**The task**:
Reproduce the part of the sports column that starts at "As the Gretzkys" and ends at "Tuesday, 2-6 p.m.".

─── Passage shown ───

Russian gets Sirius to share a laugh

Nice thing about SiriusXM is that there’s channel space for experimentation. Recently, Igor “The Professor” Larionov, now a hockey agent after starring for the Soviet Russian team then for Detroit, sat for several chats.

In one session, he recalled being in Canada for a series against Team Canada when Wayne Gretzky invited several Russian players to his parents’ for a barbecue. Larionov had to run it past the Russian team’s stick boy, who Larionov and his teammates knew was a KGB agent.

The “stick boy” said that coach (and noted stone-face) Viktor Tikhonov would never allow it. But when Larionov invited Tikhonov, barbecue on!

As the Gretzkys hosted the players, the coach and the “stick boy” — the latter, according to Larionov, “went everywhere with us” — Walter Gretzky offered everyone a beer. “LaBatt’s Blue,” recalled Larionov.

But Tikhonov said no. “We drink water, not beer!”

So then Mr. Gretzky invited the players, one by one, to his basement, to see “the Trophy Room.” The basement had a fridge filled with beer. “We made trip after trip,” said Larionov. “It was a very nice experience.”

The Larionov interviews re-air on Ch. 92, Tuesday, 2-6 p.m.


Has anyone at UConn broken the news to senior Shabazz Napier that the NCAA didn’t do dirt to UConn and him, that it was UConn that did dirt to UConn and him?


The sticky-stuff issue that Yankees pitcher Michael Pineda perpetrated, made Phil Pepe, a N.Y. sportswriter who used to cover the cover off of baseball, laugh. Pepe recalled when Jim Kaat was accused of applying a “foreign substance” to the ball. “It’s not a foreign substance,” said Kaat. “It comes from North Carolina.”

─── Data excerpts ───

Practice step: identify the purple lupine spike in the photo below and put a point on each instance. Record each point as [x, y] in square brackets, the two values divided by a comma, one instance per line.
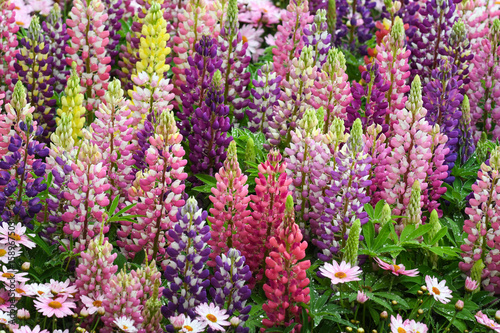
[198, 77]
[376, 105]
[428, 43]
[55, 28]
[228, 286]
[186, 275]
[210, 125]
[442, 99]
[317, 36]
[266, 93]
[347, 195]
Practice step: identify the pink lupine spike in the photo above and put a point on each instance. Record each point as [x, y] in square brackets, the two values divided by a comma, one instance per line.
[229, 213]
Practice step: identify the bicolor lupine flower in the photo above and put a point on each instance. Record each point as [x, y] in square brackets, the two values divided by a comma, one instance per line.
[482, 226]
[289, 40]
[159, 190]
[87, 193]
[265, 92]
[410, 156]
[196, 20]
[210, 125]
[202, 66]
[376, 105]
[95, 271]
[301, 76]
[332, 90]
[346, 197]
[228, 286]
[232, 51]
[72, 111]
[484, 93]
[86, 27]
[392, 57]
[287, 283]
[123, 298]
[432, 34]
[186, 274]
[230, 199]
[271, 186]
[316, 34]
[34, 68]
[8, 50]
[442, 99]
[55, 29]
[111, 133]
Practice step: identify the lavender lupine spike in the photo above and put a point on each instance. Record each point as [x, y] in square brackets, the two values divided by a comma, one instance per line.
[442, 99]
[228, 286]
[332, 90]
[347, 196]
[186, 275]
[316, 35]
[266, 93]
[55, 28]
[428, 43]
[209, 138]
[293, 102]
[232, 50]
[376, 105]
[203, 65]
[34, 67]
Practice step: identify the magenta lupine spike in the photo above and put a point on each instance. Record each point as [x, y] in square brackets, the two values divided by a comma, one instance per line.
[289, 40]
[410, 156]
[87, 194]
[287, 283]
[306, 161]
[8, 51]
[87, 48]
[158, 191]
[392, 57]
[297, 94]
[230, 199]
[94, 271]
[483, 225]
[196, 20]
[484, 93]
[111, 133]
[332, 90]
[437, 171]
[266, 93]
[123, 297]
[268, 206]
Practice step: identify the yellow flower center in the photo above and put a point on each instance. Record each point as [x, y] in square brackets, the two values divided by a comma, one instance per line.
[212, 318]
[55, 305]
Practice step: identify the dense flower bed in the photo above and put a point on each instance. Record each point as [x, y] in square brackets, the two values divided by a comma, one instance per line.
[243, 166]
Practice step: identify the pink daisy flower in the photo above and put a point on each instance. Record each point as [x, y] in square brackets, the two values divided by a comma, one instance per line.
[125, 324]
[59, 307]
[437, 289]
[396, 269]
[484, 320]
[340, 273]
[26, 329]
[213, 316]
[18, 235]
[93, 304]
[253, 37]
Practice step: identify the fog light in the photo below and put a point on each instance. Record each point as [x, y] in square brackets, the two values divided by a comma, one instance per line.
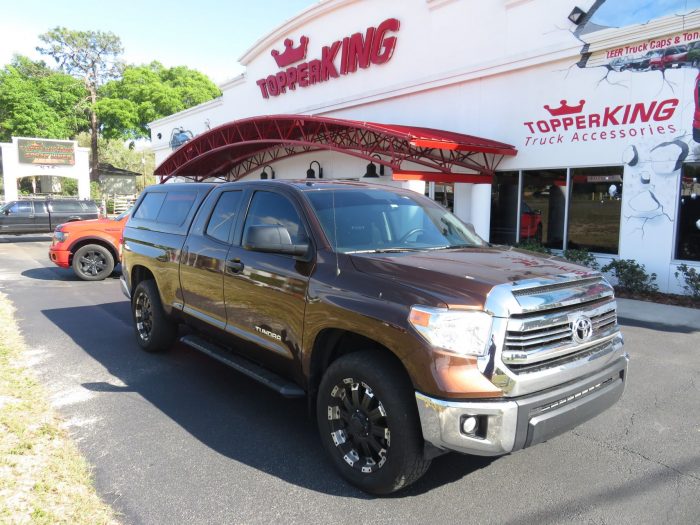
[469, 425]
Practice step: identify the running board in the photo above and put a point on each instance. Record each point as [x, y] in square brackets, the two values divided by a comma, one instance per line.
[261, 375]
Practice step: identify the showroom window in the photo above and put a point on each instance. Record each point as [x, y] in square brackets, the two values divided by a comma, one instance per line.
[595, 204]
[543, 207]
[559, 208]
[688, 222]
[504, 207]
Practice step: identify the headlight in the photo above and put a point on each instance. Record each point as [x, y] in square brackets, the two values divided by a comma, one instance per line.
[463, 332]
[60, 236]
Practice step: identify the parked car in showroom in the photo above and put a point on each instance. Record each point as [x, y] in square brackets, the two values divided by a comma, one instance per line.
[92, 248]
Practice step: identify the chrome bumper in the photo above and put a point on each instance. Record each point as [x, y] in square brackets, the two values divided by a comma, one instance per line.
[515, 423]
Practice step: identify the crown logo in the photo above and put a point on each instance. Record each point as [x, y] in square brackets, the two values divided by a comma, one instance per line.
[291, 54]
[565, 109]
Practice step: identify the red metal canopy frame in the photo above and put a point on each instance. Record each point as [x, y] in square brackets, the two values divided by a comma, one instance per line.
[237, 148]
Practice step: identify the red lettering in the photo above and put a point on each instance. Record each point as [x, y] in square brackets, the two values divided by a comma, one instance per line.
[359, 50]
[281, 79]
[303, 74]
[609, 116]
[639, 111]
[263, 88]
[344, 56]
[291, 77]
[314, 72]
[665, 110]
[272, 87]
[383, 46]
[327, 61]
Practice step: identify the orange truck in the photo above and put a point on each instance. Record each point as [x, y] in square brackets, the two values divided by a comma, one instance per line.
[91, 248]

───

**Output**:
As the Gretzkys hosted the players, the coach and the “stick boy” — the latter, according to Larionov, “went everywhere with us” — Walter Gretzky offered everyone a beer. “LaBatt’s Blue,” recalled Larionov.

But Tikhonov said no. “We drink water, not beer!”

So then Mr. Gretzky invited the players, one by one, to his basement, to see “the Trophy Room.” The basement had a fridge filled with beer. “We made trip after trip,” said Larionov. “It was a very nice experience.”

The Larionov interviews re-air on Ch. 92, Tuesday, 2-6 p.m.